*What you have to do:* Your task is to copy each line of the material below that includes "black".

───── Dataset content ─────

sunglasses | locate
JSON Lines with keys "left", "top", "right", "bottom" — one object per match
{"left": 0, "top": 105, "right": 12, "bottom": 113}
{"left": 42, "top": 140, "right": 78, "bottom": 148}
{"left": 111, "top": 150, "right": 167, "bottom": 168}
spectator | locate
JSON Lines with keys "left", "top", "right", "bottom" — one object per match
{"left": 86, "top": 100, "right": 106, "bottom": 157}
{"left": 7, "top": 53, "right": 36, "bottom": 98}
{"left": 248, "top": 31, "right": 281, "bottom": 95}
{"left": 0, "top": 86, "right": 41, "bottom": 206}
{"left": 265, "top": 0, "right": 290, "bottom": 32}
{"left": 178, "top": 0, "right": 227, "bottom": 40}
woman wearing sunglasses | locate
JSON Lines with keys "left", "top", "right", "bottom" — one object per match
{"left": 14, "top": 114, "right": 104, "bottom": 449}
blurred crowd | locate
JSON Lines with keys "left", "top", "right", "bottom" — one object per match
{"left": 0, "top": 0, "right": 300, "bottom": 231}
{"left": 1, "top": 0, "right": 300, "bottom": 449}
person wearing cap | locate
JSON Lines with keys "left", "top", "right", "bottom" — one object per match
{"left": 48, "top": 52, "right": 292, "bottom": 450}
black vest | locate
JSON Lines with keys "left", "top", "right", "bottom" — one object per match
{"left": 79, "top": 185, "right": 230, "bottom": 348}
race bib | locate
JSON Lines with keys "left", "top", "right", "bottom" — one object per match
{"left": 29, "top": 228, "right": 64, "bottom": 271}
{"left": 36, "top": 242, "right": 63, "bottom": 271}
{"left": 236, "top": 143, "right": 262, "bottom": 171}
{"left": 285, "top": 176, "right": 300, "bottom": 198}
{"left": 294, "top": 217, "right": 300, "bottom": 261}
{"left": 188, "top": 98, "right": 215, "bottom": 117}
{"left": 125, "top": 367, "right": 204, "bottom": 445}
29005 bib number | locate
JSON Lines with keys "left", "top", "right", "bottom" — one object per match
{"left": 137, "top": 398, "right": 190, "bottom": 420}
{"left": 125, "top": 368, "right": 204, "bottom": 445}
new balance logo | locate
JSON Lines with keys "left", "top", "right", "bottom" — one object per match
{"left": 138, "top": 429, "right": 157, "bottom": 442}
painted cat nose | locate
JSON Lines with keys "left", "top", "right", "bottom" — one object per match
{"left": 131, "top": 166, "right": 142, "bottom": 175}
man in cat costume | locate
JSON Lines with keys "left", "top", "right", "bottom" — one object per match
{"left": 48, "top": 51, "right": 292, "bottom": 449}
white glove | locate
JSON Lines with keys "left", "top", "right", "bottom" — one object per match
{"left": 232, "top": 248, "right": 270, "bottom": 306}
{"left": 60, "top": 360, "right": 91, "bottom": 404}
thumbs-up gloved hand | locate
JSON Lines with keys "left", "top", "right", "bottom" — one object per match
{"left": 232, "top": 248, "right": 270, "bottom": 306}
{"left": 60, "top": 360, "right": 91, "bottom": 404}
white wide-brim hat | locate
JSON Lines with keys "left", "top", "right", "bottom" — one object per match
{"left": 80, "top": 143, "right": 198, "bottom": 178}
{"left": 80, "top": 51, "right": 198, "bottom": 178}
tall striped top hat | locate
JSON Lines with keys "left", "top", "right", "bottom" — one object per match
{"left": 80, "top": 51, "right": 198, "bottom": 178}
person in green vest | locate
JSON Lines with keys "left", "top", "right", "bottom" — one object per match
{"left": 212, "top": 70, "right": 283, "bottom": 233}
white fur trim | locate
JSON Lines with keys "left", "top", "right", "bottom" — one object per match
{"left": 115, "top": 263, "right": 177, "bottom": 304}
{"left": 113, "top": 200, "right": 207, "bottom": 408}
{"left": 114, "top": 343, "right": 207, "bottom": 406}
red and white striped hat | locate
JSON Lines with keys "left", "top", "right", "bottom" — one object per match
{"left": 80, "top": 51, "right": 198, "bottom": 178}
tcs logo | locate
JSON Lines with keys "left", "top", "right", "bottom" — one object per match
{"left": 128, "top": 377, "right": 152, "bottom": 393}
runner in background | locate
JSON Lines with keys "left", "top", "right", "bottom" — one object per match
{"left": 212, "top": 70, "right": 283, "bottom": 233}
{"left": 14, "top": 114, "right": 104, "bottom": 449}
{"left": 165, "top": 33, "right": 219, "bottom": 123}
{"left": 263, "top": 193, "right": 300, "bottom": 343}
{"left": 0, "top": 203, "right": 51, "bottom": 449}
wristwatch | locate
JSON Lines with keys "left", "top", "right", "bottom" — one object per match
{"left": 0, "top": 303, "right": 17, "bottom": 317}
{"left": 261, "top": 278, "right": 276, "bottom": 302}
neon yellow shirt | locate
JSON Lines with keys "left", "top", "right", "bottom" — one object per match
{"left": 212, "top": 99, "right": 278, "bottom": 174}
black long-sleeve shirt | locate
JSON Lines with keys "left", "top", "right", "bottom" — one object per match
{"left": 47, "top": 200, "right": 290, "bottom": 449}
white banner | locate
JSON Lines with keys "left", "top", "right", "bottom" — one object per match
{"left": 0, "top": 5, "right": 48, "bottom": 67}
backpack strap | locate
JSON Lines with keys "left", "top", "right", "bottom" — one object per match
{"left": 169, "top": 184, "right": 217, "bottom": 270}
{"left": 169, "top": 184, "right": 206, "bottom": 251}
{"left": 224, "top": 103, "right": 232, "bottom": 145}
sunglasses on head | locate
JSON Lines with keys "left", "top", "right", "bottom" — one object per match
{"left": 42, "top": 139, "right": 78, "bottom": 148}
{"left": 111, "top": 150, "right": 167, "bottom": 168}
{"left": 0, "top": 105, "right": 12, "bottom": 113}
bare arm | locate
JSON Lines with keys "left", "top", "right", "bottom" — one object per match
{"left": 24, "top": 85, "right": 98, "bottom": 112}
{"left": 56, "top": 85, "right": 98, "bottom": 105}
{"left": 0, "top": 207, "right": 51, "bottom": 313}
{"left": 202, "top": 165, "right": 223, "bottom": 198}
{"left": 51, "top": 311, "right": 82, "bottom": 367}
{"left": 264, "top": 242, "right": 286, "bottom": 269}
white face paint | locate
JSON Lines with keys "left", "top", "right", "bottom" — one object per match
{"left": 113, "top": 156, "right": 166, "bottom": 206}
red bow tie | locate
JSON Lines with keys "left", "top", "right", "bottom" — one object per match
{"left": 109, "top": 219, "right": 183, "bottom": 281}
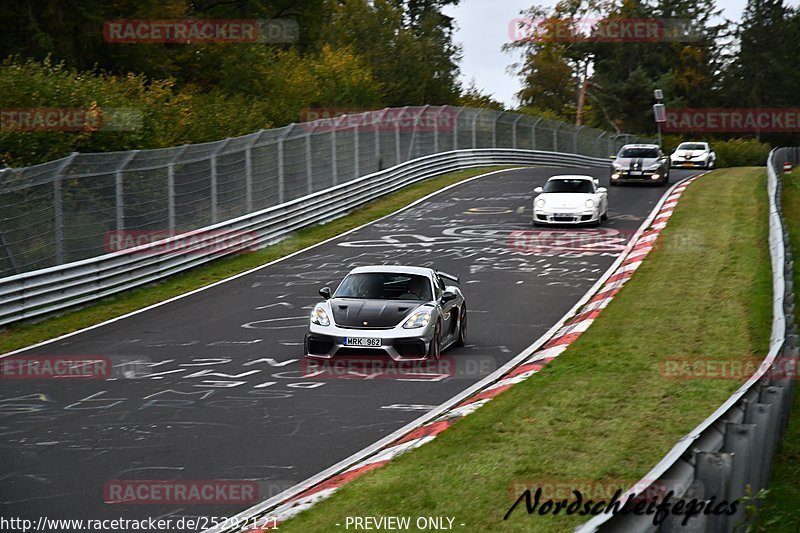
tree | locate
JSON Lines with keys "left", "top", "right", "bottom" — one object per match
{"left": 722, "top": 0, "right": 799, "bottom": 108}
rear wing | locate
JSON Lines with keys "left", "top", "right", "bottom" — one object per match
{"left": 436, "top": 271, "right": 460, "bottom": 284}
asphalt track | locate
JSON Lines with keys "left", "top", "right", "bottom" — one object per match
{"left": 0, "top": 166, "right": 702, "bottom": 528}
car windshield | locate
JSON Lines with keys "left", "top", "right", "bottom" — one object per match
{"left": 334, "top": 273, "right": 433, "bottom": 301}
{"left": 619, "top": 148, "right": 659, "bottom": 158}
{"left": 543, "top": 179, "right": 594, "bottom": 194}
{"left": 677, "top": 143, "right": 707, "bottom": 151}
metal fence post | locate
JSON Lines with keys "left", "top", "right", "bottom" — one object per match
{"left": 52, "top": 153, "right": 77, "bottom": 265}
{"left": 596, "top": 131, "right": 607, "bottom": 159}
{"left": 209, "top": 139, "right": 231, "bottom": 225}
{"left": 376, "top": 108, "right": 388, "bottom": 170}
{"left": 331, "top": 123, "right": 338, "bottom": 186}
{"left": 453, "top": 107, "right": 462, "bottom": 150}
{"left": 574, "top": 125, "right": 583, "bottom": 154}
{"left": 512, "top": 115, "right": 522, "bottom": 149}
{"left": 722, "top": 422, "right": 756, "bottom": 531}
{"left": 472, "top": 110, "right": 481, "bottom": 149}
{"left": 396, "top": 107, "right": 408, "bottom": 165}
{"left": 306, "top": 122, "right": 318, "bottom": 194}
{"left": 433, "top": 106, "right": 440, "bottom": 153}
{"left": 553, "top": 123, "right": 560, "bottom": 152}
{"left": 492, "top": 111, "right": 499, "bottom": 148}
{"left": 758, "top": 386, "right": 785, "bottom": 487}
{"left": 532, "top": 117, "right": 542, "bottom": 150}
{"left": 244, "top": 131, "right": 263, "bottom": 213}
{"left": 166, "top": 145, "right": 188, "bottom": 231}
{"left": 115, "top": 150, "right": 138, "bottom": 232}
{"left": 743, "top": 402, "right": 772, "bottom": 494}
{"left": 53, "top": 177, "right": 63, "bottom": 264}
{"left": 276, "top": 126, "right": 293, "bottom": 205}
{"left": 354, "top": 119, "right": 360, "bottom": 179}
{"left": 695, "top": 452, "right": 733, "bottom": 533}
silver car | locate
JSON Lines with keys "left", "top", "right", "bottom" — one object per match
{"left": 304, "top": 266, "right": 467, "bottom": 361}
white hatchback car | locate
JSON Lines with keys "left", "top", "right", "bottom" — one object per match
{"left": 532, "top": 175, "right": 608, "bottom": 226}
{"left": 670, "top": 142, "right": 716, "bottom": 169}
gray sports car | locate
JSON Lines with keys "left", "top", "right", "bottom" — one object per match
{"left": 610, "top": 144, "right": 670, "bottom": 185}
{"left": 304, "top": 266, "right": 467, "bottom": 361}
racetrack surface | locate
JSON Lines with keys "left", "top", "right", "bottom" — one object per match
{"left": 0, "top": 167, "right": 701, "bottom": 527}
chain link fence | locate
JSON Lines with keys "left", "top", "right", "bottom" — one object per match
{"left": 0, "top": 106, "right": 650, "bottom": 277}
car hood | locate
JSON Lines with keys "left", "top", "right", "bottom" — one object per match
{"left": 614, "top": 157, "right": 661, "bottom": 167}
{"left": 539, "top": 192, "right": 593, "bottom": 209}
{"left": 329, "top": 298, "right": 424, "bottom": 328}
{"left": 673, "top": 150, "right": 708, "bottom": 158}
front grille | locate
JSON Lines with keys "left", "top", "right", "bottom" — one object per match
{"left": 334, "top": 348, "right": 386, "bottom": 357}
{"left": 395, "top": 340, "right": 427, "bottom": 358}
{"left": 580, "top": 215, "right": 592, "bottom": 221}
{"left": 553, "top": 216, "right": 576, "bottom": 222}
{"left": 308, "top": 339, "right": 334, "bottom": 355}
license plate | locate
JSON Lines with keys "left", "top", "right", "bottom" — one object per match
{"left": 629, "top": 171, "right": 643, "bottom": 175}
{"left": 555, "top": 213, "right": 573, "bottom": 218}
{"left": 344, "top": 337, "right": 382, "bottom": 347}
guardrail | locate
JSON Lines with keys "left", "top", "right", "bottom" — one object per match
{"left": 579, "top": 149, "right": 798, "bottom": 532}
{"left": 0, "top": 148, "right": 611, "bottom": 327}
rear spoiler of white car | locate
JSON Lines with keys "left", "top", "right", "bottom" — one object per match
{"left": 437, "top": 271, "right": 460, "bottom": 284}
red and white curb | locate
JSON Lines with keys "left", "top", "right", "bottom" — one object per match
{"left": 230, "top": 176, "right": 701, "bottom": 532}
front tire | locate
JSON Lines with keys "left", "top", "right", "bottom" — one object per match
{"left": 455, "top": 306, "right": 467, "bottom": 347}
{"left": 428, "top": 321, "right": 442, "bottom": 359}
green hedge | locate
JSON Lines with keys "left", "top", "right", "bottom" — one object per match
{"left": 0, "top": 50, "right": 382, "bottom": 167}
{"left": 713, "top": 138, "right": 772, "bottom": 168}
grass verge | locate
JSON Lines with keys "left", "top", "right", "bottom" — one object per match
{"left": 759, "top": 168, "right": 800, "bottom": 531}
{"left": 277, "top": 167, "right": 773, "bottom": 532}
{"left": 0, "top": 166, "right": 513, "bottom": 354}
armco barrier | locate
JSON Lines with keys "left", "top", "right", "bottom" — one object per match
{"left": 578, "top": 148, "right": 798, "bottom": 532}
{"left": 0, "top": 148, "right": 610, "bottom": 327}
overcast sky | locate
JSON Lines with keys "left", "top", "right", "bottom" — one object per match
{"left": 443, "top": 0, "right": 797, "bottom": 107}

─────

*Reply to the exercise:*
black vest | locate
black long-sleeve shirt | locate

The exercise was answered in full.